- **What you need to do**: Please copy out the items below word for word, leaving the pictures out of your answer.

- **Provided data**:
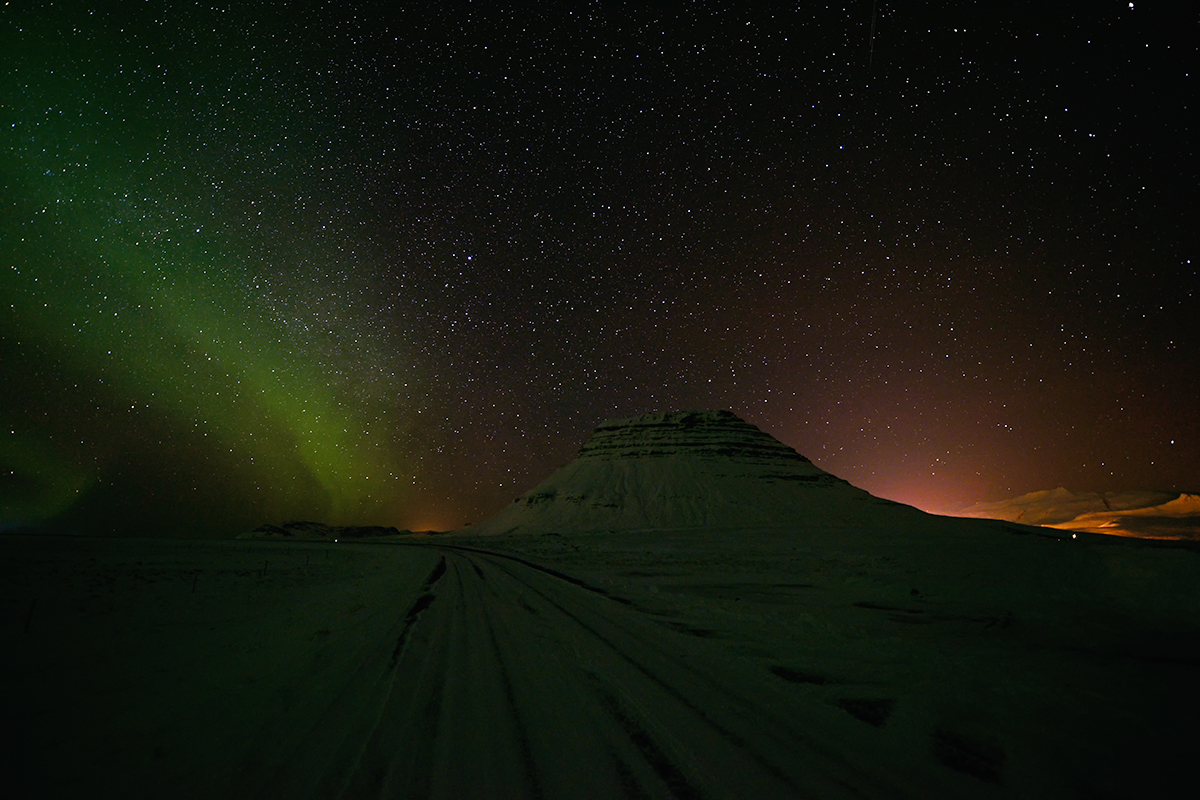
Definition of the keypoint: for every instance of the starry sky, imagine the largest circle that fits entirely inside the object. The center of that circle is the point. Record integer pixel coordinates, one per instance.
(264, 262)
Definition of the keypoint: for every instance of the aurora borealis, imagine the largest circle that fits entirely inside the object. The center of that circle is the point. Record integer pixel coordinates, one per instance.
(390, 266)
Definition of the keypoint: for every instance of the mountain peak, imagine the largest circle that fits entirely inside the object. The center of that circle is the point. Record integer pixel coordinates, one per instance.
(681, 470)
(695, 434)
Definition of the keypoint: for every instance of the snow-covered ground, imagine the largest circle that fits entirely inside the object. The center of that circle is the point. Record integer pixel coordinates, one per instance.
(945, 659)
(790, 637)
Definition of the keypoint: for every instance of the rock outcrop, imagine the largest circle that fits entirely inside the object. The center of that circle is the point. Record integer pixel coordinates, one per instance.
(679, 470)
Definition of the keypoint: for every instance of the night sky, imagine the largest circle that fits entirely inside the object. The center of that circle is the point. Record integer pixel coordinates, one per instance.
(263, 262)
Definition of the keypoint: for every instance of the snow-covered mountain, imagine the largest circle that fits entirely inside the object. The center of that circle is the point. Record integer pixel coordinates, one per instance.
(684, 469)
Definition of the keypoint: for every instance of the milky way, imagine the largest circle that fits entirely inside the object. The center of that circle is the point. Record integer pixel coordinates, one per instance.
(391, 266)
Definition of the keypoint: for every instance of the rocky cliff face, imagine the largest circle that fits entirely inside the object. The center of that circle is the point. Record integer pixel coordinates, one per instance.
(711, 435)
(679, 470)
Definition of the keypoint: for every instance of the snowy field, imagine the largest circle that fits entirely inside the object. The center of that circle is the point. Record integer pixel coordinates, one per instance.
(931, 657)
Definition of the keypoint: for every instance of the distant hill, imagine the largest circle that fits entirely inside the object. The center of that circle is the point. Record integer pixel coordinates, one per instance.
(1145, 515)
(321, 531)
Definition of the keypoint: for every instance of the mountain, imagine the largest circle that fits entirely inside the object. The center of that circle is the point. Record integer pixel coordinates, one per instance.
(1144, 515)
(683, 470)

- **Result below**:
Definition of the keypoint: for every instance of the starry sky, imagine the largest circle that fits entirely inside the object. The center of that circle is the point. Record integer pixel coordinates, one per instance.
(264, 262)
Definition of the keypoint: for every instance of the aurora borealis, imagine the largest circle that fits entirely inside the object. The center of that circle is the point. Record integer pixel coordinates, one per instance.
(390, 266)
Definition of the keypoint: for every instance of the mountain peak, imagine the largest circle that fits entirely inside the object. The center of that circle is the point. Record integer pixel coordinates, one per instance.
(681, 470)
(695, 434)
Definition of the keypoint: for every instance of the snow-covered ground, imagine the largest circle that fits entirely inside the object. The center of that circle is the point. Record integer pixel coordinates, one per instance.
(945, 659)
(790, 637)
Definition of the keypoint: for every instance of the rock outcrop, imagine the largest circle that fits entirely inside the object. The center of that circle is the point. Record integer pixel coordinates, one per instance.
(679, 470)
Definition of the keypoint: for every instance of the night sky, imagine the largest circle that fits entirely inside the object. The center of that circle is the point. Record integer pixel coordinates, one per instance.
(263, 262)
Definition of the keypoint: for every instance of the snow-covered mountain, imagine the largest circle that fits entirely inside the object. The center of that circle is the point. Record integer pixel coordinates, one per instance.
(684, 469)
Definition of the keypoint: for every instance of the milky way, imagine the largest circle that fits entirely inside the object. The center of that circle is the point. Record integer pixel coordinates, one per instance.
(391, 266)
Definition of the keypoint: for every instance of the rocky cliff face, imagine the largest circle that fits entirely inside the object. The center of that circle is the point. Record integer pixel coordinates, one per instance.
(711, 435)
(679, 470)
Definition of the keypoint: for every instance of the snowy field, imagine the largest circle that fits entirely inside the object. The center of that circle is the point. Record integer pixel coordinates, one per instance.
(931, 657)
Definition of the keypoint: for every instance of the distant hill, imagine the largest circle that fits entirely inside the object. The center of that circle is the point. Record integer pixel coordinates, one per instance.
(1145, 515)
(321, 531)
Definition of the keypoint: for every instance of the mountain, imagine the largest circle that fits entirely inside the object. The center of that circle is the point. Record integer pixel coordinates, one per instance.
(1144, 515)
(683, 470)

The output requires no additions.